Registros brutos
####################
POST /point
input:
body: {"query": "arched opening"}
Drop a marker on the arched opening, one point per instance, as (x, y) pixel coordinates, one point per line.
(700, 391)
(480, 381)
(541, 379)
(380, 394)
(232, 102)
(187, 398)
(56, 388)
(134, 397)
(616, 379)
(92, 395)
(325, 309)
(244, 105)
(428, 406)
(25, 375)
####################
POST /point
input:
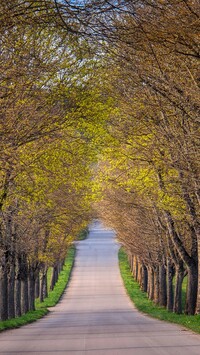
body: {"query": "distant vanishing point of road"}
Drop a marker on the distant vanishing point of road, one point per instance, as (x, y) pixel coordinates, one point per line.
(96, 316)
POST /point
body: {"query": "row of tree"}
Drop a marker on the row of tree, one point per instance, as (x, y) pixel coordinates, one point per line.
####################
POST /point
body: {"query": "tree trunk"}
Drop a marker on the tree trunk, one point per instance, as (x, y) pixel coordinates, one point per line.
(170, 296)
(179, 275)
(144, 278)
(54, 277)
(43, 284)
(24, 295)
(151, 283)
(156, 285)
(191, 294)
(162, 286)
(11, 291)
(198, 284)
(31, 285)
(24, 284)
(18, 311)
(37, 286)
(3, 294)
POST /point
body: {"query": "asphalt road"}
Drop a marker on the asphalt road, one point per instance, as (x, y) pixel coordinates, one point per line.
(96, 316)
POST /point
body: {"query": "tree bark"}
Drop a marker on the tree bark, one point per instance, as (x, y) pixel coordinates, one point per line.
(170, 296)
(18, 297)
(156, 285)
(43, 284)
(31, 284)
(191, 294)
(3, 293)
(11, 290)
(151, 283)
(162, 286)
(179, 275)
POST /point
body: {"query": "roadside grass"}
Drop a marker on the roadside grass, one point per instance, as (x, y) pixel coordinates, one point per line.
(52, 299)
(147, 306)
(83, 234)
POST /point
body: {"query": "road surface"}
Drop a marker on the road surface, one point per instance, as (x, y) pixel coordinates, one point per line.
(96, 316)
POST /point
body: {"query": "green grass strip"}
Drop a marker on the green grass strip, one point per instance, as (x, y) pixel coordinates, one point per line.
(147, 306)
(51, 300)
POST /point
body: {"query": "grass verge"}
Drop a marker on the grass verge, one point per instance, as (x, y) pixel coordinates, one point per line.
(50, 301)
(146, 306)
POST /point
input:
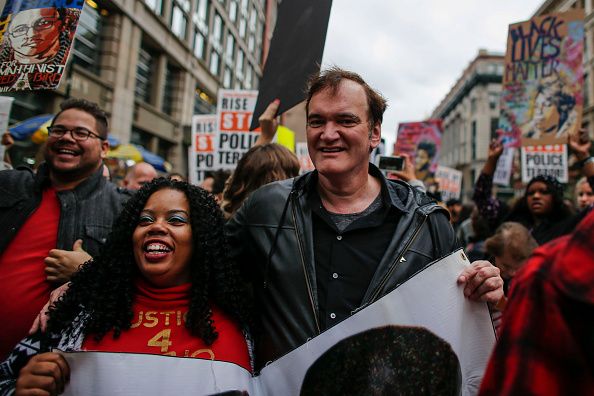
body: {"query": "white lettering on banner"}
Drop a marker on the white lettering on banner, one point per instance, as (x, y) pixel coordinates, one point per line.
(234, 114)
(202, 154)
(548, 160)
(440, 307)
####################
-- O QUE SE PEDE --
Conte as linhas da listagem acima que contêm a palavra "lettering" e informe somente esse número.

-- RESPOSTA À TAREFA --
2